Records excerpted from a collection:
══════════
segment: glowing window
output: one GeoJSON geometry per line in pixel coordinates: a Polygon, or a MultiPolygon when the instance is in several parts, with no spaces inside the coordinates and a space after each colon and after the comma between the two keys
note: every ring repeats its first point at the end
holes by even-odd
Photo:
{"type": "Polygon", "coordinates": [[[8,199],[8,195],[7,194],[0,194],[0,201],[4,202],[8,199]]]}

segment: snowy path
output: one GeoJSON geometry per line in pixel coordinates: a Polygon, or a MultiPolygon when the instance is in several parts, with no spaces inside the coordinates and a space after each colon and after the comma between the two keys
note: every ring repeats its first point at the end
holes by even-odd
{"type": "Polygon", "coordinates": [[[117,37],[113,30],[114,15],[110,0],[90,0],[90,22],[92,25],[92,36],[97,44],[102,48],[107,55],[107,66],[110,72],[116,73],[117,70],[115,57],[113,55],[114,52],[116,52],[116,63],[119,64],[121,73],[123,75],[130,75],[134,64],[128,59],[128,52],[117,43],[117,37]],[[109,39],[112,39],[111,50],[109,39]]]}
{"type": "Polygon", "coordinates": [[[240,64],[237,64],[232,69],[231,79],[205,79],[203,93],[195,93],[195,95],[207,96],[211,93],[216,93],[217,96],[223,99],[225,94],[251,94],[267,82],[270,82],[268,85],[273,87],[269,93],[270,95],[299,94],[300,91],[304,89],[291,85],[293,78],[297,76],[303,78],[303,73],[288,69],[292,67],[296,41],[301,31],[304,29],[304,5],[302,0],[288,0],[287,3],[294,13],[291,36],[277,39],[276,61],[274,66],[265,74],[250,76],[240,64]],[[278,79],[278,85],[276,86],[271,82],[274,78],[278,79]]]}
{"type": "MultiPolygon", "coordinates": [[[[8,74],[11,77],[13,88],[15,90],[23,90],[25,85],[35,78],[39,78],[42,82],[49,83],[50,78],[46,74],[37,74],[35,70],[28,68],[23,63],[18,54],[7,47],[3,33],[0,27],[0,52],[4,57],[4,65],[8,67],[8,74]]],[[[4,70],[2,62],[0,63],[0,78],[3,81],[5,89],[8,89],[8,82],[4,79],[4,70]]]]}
══════════
Problem to solve — Retype, character for character, the part of the records that opens with the line containing "segment: snowy path" and runs through the end of the records.

Written solution —
segment: snowy path
output: one GeoJSON geometry per line in pixel coordinates: a Polygon, or a MultiPolygon when the instance is in several parts, with no spaces inside the coordinates and a space after each colon and after the comma between the two keys
note: every ring repeats its first point at the end
holes by even-odd
{"type": "Polygon", "coordinates": [[[117,37],[113,30],[114,15],[110,0],[90,0],[90,22],[92,25],[92,36],[97,44],[102,48],[107,55],[107,66],[110,72],[116,73],[117,70],[115,57],[113,55],[114,52],[116,52],[116,63],[119,64],[121,73],[123,75],[130,75],[134,64],[128,59],[128,52],[117,43],[117,37]],[[109,39],[112,39],[111,50],[109,39]]]}
{"type": "Polygon", "coordinates": [[[240,64],[237,64],[232,69],[231,79],[205,79],[203,93],[195,93],[195,95],[207,96],[211,93],[216,93],[217,96],[223,99],[225,94],[251,94],[267,82],[270,82],[268,85],[273,87],[269,93],[270,95],[299,94],[300,91],[304,89],[291,85],[293,78],[297,76],[303,78],[303,73],[288,69],[292,67],[296,41],[301,31],[304,29],[304,5],[302,0],[288,0],[287,3],[294,13],[291,36],[277,39],[276,61],[274,66],[265,74],[250,76],[240,64]],[[278,79],[278,85],[276,86],[271,82],[274,78],[278,79]]]}
{"type": "MultiPolygon", "coordinates": [[[[8,74],[11,77],[13,88],[15,90],[23,90],[25,85],[35,78],[39,78],[42,82],[49,83],[50,78],[46,74],[37,74],[35,70],[28,68],[23,63],[18,54],[7,47],[3,33],[0,27],[0,52],[4,57],[4,65],[8,67],[8,74]]],[[[4,70],[2,62],[0,63],[0,78],[3,81],[5,89],[8,89],[8,82],[4,79],[4,70]]]]}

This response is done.